---------- Dataset content ----------

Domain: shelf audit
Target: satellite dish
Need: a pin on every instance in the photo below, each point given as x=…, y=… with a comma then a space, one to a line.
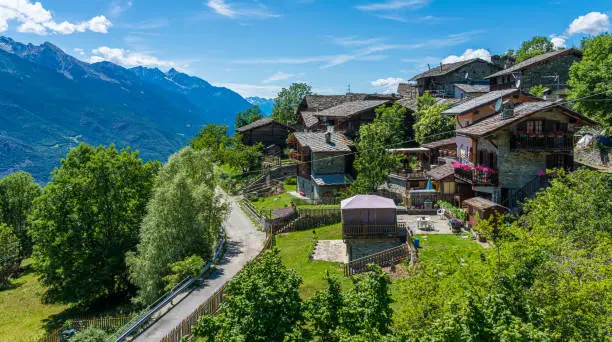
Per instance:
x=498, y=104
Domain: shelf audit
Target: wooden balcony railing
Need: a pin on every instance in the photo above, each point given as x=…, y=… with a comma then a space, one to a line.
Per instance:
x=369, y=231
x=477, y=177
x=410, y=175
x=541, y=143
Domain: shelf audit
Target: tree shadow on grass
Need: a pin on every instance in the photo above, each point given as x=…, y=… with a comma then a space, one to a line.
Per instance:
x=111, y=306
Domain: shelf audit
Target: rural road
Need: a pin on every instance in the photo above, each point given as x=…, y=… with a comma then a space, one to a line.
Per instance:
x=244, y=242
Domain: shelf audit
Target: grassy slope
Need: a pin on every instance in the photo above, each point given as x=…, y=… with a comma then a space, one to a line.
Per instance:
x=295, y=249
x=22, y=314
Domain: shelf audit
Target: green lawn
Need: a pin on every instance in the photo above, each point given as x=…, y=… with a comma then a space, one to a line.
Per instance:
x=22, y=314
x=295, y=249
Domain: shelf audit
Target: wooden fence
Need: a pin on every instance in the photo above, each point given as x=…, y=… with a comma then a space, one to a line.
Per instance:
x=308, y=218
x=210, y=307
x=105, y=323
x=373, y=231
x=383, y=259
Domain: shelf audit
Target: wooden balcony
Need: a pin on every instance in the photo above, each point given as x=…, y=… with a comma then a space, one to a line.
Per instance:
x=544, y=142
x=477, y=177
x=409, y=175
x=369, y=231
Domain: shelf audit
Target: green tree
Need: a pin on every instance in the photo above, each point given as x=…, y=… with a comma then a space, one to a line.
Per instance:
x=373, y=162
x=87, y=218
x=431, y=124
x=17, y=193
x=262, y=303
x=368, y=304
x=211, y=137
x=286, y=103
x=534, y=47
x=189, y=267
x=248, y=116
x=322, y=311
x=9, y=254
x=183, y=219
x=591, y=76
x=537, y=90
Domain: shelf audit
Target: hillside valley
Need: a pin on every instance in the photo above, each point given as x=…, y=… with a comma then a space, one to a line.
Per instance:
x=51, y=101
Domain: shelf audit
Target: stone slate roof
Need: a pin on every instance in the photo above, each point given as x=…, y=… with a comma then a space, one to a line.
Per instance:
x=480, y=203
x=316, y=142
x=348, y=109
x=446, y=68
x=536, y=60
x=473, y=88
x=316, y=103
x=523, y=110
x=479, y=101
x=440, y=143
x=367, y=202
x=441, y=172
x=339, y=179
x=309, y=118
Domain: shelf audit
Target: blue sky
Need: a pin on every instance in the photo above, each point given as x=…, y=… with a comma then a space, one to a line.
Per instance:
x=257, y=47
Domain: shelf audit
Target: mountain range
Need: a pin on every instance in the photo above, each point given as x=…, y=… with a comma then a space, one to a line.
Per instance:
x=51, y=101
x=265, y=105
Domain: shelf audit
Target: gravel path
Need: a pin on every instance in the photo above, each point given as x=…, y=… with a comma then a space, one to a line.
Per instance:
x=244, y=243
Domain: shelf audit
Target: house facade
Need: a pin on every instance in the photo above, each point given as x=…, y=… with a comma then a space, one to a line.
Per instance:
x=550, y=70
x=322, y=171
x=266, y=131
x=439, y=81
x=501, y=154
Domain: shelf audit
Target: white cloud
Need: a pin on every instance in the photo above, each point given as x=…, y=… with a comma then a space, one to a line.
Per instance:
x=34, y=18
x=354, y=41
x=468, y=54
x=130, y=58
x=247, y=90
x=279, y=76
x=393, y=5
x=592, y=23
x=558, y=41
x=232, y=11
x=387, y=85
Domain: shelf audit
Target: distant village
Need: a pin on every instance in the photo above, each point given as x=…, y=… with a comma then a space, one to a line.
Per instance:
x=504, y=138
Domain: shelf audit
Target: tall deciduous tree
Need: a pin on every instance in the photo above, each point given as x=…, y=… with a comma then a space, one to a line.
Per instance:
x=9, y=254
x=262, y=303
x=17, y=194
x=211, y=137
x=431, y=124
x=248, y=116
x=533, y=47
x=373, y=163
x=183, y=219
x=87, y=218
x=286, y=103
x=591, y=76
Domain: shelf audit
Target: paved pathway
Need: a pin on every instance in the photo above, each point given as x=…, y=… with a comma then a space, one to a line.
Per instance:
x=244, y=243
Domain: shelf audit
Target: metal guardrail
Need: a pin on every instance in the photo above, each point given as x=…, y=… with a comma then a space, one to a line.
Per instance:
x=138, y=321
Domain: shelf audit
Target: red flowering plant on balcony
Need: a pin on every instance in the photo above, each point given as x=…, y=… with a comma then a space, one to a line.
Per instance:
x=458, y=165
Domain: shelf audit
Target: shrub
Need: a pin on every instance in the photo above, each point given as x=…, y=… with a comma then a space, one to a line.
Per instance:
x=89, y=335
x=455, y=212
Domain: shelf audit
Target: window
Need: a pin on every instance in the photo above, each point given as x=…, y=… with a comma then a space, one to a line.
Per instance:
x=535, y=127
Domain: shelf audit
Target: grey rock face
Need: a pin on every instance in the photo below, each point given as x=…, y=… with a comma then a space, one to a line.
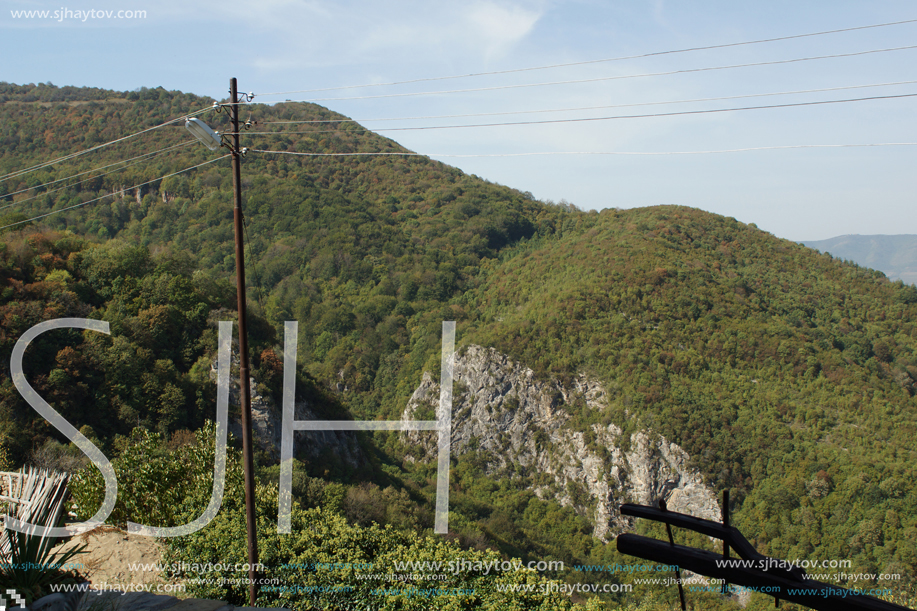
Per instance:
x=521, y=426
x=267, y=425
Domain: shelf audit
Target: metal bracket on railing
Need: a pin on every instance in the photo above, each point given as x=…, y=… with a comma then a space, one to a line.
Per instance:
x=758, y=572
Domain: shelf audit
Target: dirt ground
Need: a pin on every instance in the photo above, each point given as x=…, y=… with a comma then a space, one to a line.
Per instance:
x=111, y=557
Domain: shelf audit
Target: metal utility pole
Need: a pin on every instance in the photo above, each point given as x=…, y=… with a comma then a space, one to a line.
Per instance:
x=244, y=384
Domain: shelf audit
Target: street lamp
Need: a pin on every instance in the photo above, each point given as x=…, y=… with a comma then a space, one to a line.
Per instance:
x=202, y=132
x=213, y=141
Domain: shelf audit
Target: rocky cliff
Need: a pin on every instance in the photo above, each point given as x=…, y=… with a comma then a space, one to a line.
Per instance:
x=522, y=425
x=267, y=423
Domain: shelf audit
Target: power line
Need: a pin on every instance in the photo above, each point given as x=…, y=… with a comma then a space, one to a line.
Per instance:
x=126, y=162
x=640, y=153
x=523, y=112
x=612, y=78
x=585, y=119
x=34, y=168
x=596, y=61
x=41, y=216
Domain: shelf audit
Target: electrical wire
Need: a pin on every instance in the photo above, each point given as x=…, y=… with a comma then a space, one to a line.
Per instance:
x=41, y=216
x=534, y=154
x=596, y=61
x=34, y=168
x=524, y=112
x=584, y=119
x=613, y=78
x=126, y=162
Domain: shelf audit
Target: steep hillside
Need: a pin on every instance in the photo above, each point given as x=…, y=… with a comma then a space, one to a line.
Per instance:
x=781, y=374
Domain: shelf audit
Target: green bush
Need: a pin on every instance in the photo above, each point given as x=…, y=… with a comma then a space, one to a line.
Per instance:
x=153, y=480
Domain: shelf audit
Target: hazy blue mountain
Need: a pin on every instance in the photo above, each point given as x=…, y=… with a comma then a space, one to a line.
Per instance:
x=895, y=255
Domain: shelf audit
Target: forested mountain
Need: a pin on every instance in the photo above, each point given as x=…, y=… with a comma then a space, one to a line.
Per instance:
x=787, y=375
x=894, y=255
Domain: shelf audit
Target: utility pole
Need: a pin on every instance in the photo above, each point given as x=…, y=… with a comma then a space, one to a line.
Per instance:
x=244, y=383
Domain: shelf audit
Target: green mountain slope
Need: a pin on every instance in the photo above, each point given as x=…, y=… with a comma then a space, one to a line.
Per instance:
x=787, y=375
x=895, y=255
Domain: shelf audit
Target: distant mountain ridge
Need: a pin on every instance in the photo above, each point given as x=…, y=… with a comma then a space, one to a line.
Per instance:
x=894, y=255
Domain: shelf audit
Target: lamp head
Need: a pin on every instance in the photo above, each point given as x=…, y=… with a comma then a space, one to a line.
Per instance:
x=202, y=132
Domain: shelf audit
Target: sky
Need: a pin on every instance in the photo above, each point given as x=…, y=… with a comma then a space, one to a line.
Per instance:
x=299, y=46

----------
---------- Dataset content ----------

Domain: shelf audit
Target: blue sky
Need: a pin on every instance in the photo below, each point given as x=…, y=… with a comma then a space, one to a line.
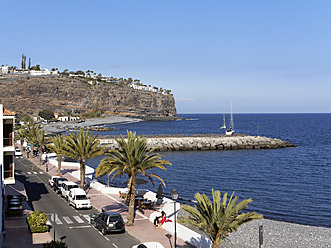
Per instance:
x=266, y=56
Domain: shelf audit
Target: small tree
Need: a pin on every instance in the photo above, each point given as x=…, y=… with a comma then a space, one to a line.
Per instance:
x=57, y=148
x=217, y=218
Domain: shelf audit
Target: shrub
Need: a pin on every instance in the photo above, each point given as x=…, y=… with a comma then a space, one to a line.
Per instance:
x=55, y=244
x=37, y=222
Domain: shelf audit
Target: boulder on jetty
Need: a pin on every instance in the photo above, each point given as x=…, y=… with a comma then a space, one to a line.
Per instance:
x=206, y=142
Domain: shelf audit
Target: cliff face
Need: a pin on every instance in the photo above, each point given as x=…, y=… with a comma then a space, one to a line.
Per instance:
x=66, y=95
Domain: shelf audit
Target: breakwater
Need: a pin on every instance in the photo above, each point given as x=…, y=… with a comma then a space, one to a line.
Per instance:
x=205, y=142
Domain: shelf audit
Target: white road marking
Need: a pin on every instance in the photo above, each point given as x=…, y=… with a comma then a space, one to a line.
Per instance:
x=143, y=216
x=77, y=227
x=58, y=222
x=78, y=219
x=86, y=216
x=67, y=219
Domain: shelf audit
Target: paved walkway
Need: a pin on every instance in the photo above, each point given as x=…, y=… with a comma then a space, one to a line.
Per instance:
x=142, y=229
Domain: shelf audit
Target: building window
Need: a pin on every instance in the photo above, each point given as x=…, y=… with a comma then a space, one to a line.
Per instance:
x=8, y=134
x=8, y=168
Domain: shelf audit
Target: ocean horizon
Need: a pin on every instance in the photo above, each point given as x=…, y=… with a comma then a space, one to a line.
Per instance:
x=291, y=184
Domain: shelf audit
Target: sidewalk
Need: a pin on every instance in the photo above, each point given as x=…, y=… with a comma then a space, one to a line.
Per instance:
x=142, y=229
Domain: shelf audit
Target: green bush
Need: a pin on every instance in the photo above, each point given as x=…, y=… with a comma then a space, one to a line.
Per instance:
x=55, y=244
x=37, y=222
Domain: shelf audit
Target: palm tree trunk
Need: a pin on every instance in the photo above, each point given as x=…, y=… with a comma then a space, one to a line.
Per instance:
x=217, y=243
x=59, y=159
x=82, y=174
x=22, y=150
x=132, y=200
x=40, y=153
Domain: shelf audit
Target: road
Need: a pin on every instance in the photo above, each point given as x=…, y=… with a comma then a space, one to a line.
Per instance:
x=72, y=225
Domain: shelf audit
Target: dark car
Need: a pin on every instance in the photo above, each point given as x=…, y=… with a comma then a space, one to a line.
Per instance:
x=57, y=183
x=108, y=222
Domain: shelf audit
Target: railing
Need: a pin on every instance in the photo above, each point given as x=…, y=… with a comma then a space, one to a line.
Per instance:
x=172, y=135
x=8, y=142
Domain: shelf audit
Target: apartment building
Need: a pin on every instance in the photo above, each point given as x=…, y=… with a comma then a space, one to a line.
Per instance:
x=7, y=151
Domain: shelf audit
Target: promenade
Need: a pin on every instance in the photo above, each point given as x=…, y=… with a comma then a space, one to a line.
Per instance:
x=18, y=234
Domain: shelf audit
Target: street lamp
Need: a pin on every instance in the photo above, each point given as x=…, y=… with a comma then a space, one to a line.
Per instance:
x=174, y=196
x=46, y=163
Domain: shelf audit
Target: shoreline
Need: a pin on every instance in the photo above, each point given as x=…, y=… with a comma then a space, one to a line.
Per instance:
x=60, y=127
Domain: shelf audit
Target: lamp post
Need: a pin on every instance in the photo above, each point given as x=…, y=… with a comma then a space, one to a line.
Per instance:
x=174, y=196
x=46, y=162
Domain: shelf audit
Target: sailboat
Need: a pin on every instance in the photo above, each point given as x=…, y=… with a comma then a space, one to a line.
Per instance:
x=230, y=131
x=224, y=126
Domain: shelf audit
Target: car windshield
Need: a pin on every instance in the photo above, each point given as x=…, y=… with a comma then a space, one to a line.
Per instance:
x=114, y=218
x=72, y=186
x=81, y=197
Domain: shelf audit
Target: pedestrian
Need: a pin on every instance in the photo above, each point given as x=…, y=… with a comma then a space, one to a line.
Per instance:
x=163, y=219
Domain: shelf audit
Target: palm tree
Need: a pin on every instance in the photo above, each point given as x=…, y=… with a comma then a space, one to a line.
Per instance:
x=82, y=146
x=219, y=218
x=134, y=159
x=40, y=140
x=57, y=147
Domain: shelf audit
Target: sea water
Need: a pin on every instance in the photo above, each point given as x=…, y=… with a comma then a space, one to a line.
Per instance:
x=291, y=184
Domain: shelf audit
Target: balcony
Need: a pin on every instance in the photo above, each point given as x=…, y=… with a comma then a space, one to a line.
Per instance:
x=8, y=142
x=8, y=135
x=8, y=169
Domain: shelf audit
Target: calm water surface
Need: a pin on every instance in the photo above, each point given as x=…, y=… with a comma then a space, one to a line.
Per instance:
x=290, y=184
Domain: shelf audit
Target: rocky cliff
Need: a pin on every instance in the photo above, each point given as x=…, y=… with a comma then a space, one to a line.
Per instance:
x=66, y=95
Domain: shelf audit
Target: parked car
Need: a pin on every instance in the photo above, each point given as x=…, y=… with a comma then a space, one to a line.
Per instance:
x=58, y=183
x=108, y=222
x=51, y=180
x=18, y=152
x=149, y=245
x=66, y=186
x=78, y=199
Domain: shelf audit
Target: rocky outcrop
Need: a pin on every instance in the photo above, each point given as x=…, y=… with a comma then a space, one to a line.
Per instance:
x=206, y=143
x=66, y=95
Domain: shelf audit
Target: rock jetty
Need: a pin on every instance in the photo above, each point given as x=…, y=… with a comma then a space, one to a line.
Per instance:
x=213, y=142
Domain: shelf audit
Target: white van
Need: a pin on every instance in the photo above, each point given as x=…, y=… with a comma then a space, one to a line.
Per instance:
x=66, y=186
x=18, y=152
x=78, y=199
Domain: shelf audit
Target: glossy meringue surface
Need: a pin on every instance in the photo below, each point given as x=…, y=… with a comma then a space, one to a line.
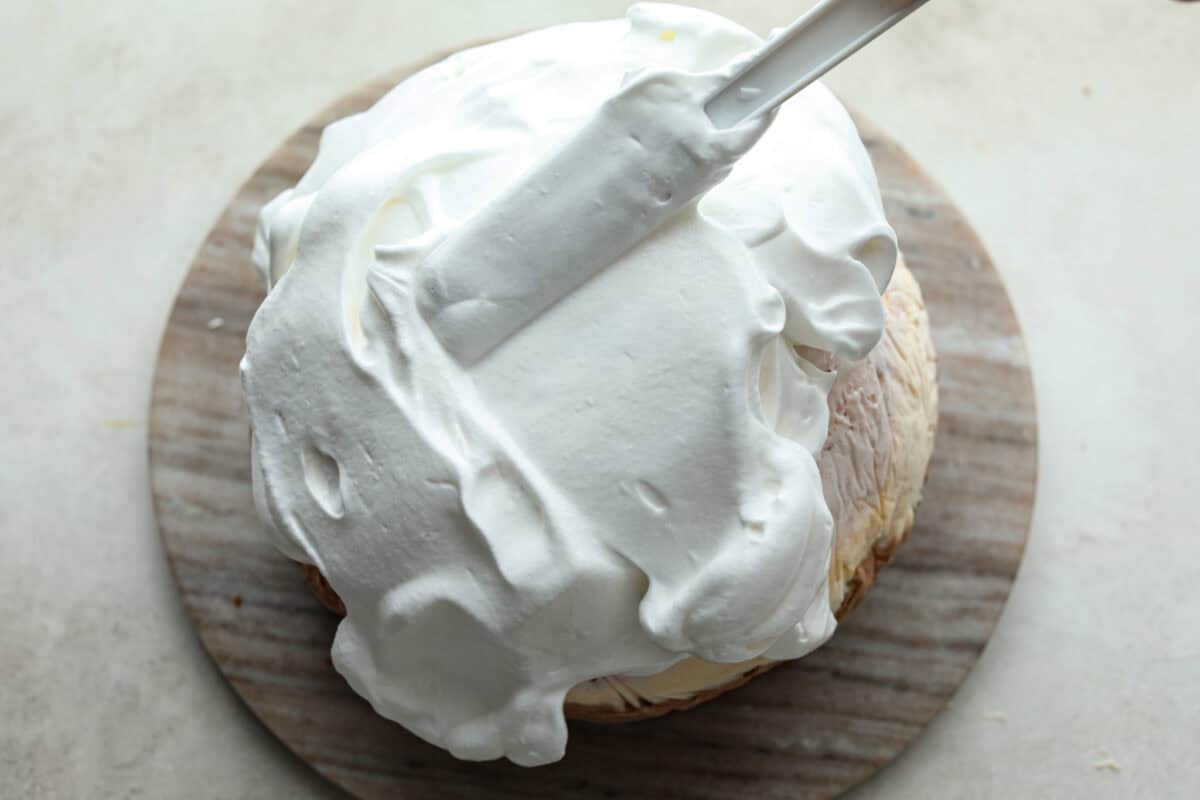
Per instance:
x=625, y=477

----------
---------- Dataset content ----------

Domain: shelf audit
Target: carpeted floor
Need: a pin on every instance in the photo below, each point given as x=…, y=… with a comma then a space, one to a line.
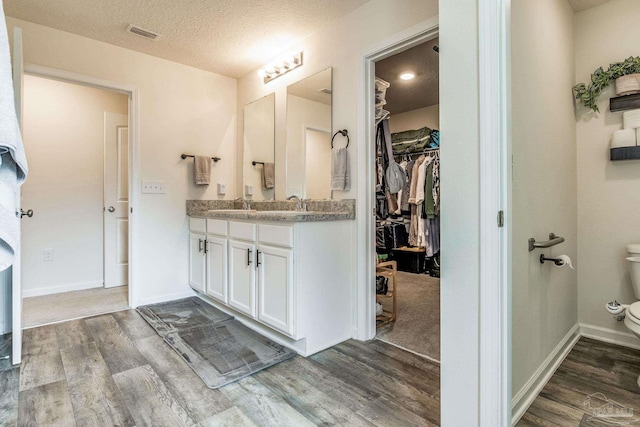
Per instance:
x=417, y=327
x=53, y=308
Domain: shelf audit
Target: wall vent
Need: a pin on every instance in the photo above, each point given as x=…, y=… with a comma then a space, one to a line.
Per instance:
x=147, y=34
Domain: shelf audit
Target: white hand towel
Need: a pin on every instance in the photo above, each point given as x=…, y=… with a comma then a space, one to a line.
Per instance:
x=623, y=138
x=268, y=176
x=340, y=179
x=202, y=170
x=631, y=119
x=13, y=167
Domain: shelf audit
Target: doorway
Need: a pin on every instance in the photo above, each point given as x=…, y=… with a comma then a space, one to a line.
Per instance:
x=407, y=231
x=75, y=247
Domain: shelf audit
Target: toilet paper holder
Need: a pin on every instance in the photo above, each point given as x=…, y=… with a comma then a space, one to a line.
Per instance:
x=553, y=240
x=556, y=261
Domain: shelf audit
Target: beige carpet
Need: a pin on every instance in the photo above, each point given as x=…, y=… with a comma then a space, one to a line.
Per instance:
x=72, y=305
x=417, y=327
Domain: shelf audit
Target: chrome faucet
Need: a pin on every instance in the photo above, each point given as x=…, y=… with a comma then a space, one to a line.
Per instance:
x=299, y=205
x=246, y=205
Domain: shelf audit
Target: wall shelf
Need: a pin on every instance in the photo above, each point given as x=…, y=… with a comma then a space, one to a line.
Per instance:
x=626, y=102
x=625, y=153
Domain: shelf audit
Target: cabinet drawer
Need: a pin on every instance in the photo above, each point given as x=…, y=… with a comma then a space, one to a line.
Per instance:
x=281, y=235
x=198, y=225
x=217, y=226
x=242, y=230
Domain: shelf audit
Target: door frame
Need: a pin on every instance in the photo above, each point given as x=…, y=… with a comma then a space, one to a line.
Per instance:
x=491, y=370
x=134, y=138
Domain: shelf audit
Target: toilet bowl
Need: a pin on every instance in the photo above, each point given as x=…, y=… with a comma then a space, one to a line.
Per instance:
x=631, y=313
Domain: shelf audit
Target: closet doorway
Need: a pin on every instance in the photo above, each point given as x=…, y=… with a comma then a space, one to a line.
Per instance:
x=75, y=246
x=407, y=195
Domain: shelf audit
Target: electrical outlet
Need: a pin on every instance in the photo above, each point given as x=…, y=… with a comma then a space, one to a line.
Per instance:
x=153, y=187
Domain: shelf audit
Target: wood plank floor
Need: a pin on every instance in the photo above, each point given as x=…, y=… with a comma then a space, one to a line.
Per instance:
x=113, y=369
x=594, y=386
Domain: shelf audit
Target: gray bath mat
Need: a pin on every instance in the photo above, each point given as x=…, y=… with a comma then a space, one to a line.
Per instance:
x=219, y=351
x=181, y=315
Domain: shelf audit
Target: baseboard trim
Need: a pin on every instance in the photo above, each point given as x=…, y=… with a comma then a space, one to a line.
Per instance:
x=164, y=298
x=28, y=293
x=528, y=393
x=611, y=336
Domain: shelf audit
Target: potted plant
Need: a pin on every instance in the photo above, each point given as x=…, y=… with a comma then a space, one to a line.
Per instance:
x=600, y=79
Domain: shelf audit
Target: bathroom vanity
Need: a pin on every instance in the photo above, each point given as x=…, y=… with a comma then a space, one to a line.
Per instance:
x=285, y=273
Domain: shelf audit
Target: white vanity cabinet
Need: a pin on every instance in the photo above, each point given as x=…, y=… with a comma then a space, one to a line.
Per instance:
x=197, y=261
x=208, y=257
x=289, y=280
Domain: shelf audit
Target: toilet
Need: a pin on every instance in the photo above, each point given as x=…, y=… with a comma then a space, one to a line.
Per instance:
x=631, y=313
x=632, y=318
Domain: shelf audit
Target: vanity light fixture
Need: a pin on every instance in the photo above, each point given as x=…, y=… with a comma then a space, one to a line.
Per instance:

----------

What you have to do | Out of the data above, set down the lines from the one with "Target: electrical outlet" to the one with "Target: wood plank floor", both included, exactly as written and with no additions.

Solution to this task |
Target: electrical outlet
Need: a pin on every instance in the photo above, each point given as x=…, y=… with a comma then a space, one to a line.
Per instance:
x=153, y=187
Domain: shelf audit
Target: wood plank floor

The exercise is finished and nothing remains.